- Brief
Your job is to transcribe the material exactly, every line included.

——

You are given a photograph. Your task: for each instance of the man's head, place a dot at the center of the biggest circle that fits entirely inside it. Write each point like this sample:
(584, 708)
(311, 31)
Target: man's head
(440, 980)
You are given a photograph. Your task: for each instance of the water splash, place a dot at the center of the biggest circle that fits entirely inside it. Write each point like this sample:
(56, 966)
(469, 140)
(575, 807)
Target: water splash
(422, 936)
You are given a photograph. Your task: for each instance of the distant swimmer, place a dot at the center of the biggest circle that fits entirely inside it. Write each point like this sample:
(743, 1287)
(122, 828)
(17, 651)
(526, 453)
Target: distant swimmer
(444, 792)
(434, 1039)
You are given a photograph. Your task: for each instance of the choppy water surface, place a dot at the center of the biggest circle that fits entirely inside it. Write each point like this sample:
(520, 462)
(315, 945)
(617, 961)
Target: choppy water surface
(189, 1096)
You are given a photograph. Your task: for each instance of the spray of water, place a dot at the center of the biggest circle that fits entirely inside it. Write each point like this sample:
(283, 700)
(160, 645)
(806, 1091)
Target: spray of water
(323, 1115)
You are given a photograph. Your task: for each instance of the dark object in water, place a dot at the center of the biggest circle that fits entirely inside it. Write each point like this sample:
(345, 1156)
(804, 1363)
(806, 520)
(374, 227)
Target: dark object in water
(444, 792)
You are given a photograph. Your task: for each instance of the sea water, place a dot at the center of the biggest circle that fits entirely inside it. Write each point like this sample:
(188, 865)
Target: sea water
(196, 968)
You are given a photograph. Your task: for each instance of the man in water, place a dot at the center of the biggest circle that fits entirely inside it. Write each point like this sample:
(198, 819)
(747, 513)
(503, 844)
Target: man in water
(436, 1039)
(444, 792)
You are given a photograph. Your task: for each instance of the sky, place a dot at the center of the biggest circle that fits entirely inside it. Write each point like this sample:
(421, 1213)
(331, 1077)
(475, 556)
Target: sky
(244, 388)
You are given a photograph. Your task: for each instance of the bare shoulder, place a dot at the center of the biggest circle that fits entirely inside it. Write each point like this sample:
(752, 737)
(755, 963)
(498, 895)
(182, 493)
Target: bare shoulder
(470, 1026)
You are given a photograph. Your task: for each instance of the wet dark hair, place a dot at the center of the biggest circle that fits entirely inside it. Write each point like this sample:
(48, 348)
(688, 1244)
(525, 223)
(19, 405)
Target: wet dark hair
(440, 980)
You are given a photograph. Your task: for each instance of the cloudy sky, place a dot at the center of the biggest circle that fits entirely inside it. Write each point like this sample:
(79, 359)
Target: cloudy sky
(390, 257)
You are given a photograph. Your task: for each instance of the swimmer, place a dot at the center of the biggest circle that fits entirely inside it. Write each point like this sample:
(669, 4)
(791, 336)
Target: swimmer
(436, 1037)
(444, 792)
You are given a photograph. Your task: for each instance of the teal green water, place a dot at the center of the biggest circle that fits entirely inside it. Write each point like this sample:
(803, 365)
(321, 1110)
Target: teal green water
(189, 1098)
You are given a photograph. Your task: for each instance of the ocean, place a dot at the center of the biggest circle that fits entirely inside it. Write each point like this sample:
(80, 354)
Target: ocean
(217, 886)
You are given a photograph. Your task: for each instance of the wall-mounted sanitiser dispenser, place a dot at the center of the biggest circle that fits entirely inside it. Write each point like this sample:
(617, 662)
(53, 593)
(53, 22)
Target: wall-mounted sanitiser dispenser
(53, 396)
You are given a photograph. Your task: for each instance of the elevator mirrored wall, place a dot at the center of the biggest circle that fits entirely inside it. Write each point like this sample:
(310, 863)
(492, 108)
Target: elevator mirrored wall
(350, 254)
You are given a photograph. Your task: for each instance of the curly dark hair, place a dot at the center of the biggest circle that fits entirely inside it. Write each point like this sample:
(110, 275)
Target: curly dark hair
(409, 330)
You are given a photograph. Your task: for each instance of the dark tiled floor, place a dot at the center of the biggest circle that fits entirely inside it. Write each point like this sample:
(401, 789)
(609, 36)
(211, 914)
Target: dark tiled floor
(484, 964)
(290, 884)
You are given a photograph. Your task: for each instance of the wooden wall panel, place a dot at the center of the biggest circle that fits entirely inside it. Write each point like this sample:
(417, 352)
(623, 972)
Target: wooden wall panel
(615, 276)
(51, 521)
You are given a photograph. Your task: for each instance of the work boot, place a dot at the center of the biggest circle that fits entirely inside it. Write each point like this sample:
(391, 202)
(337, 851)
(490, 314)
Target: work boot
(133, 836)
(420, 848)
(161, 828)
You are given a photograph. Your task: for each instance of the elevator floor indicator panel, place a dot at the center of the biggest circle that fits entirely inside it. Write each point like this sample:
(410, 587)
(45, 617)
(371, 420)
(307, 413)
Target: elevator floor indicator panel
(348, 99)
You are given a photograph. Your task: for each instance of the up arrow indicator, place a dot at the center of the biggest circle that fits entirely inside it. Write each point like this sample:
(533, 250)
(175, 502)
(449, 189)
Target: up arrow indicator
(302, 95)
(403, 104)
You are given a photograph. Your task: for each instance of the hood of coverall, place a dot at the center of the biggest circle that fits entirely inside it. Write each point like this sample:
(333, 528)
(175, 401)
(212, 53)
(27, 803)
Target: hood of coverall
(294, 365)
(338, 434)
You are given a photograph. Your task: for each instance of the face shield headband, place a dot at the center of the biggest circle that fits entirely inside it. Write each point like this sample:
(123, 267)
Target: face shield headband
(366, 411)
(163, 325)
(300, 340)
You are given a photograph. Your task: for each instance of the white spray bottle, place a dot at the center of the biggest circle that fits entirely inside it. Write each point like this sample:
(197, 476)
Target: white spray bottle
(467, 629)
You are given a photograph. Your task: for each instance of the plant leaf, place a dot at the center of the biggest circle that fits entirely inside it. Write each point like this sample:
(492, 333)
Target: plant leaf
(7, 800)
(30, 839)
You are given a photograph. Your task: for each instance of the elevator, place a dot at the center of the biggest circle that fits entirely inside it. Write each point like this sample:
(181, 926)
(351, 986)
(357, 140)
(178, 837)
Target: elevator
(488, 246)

——

- Result of this exercise
You are given a photograph. Your task: for each instance of the man's head, place a dot at the center of the biggest circle that fits entirely inside it. Write each point like this sample:
(584, 708)
(311, 31)
Target: man's head
(440, 980)
You are given a photograph. Your task: for each instance of the water splash, place a dot at the center of the biggest circle that fits entirely inside it. Write each point like this sample:
(56, 966)
(469, 140)
(575, 807)
Target: water splash
(422, 936)
You are given a photograph. Your task: for each instance of the distant swimmer, place a dot at the center of the biggest circle that fits entirely inside it. Write each point like this sample:
(743, 1287)
(122, 828)
(17, 651)
(526, 453)
Target: distant swimmer
(444, 792)
(434, 1039)
You are given a photograph. Your task: for each instance of the choppy water surface, place a dot at the center of the biggest circle that fits entirely inside it. Write each point like this sample:
(520, 462)
(315, 945)
(617, 961)
Target: choppy water surface
(189, 1096)
You are given a photograph. Your task: for each instance of the spray of water, place a dot at the center of the biggest circle that fits entirely inside it. Write each point like this sample:
(283, 700)
(160, 645)
(806, 1091)
Target: spray of water
(323, 1115)
You are given a photograph. Your task: for each instance of the dark object in water, place a dot at the center of the biggest circle that fits entirely inside it. Write each point like this sample:
(345, 1156)
(804, 1363)
(806, 520)
(374, 227)
Target: dark object in water
(444, 792)
You are given a photograph. Your task: for each instance of the sea water, place a dot at the center of the biggest circle that fits entirely inside it. Write each point like this sample:
(188, 865)
Target: sea water
(196, 968)
You are given a photograph. Your task: for each instance of the man in water, place a dot at the center of the biggest circle that fits entirely inside it. Write each point like this sample:
(198, 819)
(747, 513)
(503, 844)
Target: man in water
(436, 1039)
(444, 792)
You are given a photograph. Your task: for each instance of the sky, place a dot at the center of the biggest circle that fits entirely inside it. Write each point like this sample:
(421, 1213)
(331, 1077)
(475, 556)
Target: sky
(244, 388)
You are given a photograph. Your task: for each instance of the bare shoulder, place a dot at the center of the biggest circle that fits entirely inside it. Write each point like this sample:
(752, 737)
(755, 963)
(498, 895)
(182, 493)
Target: bare shoulder
(470, 1026)
You are given a photograph. Your task: for each instance of the wet dark hair, place a dot at the center of the biggest circle that fits entirely inside it. Write each point like this sample:
(48, 348)
(688, 1244)
(525, 223)
(19, 405)
Target: wet dark hair
(440, 980)
You are given a photograph. Your task: for each instance of the cloudy sky, place a dot at the center of the biggest circle that fits entirely inside it. Write each point like this sample:
(79, 359)
Target: cloudy sky
(390, 257)
You are given a photograph. Your task: for each instance of the swimmer, place a dot at the center of the biggest circle that fits entirely inside it. Write each point like this sample:
(669, 4)
(791, 336)
Target: swimmer
(436, 1037)
(444, 792)
You are given a photograph. Your task: for each instance of the teal green water, place a dot at the center of the biggest circle that fits entirely inside it. Write each point like this sample:
(803, 365)
(321, 1110)
Target: teal green water
(189, 1098)
You are given a photograph. Your task: for each instance of the ocean, place a dot at the center of the biggest circle that fits entirely inside it. Write each point like this sample:
(80, 354)
Target: ocean
(217, 886)
You are given a photograph. Your task: for each instance of the wall-mounted sanitiser dispenser, place a dot at the center of the biggest circle that fits entirely inside it. Write each point like this sample:
(617, 662)
(53, 593)
(53, 22)
Target: wall-mounted sanitiser dispenser
(53, 396)
You are given a photograph. Your task: for each instance of the elevator mirrored wall, place a dot at the center of the biggest circle that fits entirely inside it. Write each point like this sample:
(310, 863)
(492, 108)
Target: elevator mirrored wall
(350, 254)
You are given a photograph. Your task: for each instance of the curly dark hair, place a dot at the center of the biggest circle that fits entirely inside it. Write each point like this sample:
(110, 275)
Target: curly dark hair
(409, 330)
You are given a photograph. Your task: for each instance of the dark tiled floor, place a dot at the center of the biggest circle that fits entirely inside it. Write each point like this sample:
(401, 789)
(609, 36)
(211, 914)
Target: dark tiled floor
(484, 964)
(290, 884)
You are given a photograph. Your task: for each instance of the wooden wall panel, place a dot at the center of the biggest circle that fits entirely inside it. Write each point like this sample:
(417, 352)
(623, 972)
Target: wooden wall panel
(615, 276)
(51, 521)
You are given a photograph. Your task: for each instance of the work boot, place a dot at the center of the biggest circle that fits entirely inside it. Write each point like this sample:
(391, 202)
(337, 851)
(490, 314)
Target: work boot
(133, 836)
(420, 848)
(161, 828)
You are given a photograph. Your task: for each instance of the elevator floor indicator panel, place a dot at the center of the biggest circle that fits entirely inside it. Write each point like this sample:
(410, 587)
(45, 617)
(371, 420)
(307, 413)
Target: elevator floor indicator panel
(348, 99)
You are given a photograph. Your task: for each instance of the up arrow indicator, place a dot at the center of the biggest circle that fits entirely inside it. Write each point like this sample:
(533, 250)
(175, 502)
(449, 189)
Target: up arrow indicator
(302, 95)
(403, 104)
You are given a photograph. Your task: for each instance of the hood of coverall, place a dot at the center of the biggest circle that fits entirely inside it. Write each point like this sample:
(333, 528)
(175, 401)
(212, 53)
(27, 803)
Target: hood of coverall
(294, 365)
(338, 434)
You are given a photograph. Your task: for each instance of the face shield headband, place a dot at the center of the biggest circle that fits entirely inside it. Write each point like this sample:
(123, 267)
Target: face shield headband
(366, 411)
(163, 325)
(300, 340)
You are given a photograph. Your task: for each instance of the white spray bottle, place a dot at the center of the biggest circle that fits entirely inside it. Write each point like this sample:
(197, 476)
Target: white spray bottle
(467, 629)
You are given a photograph. Your task: for each instance of the plant leaf, place a dot at the center of the biggest circle that fits entirely inside it. Write each point like this sample:
(492, 333)
Target: plant leaf
(7, 800)
(30, 839)
You are given a photograph. Your task: for each instance of the elevator, place a dot at the center of the biggest circle that fits entirely inside it. Write each point like this sample:
(181, 926)
(351, 986)
(357, 140)
(178, 837)
Target: elevator
(488, 246)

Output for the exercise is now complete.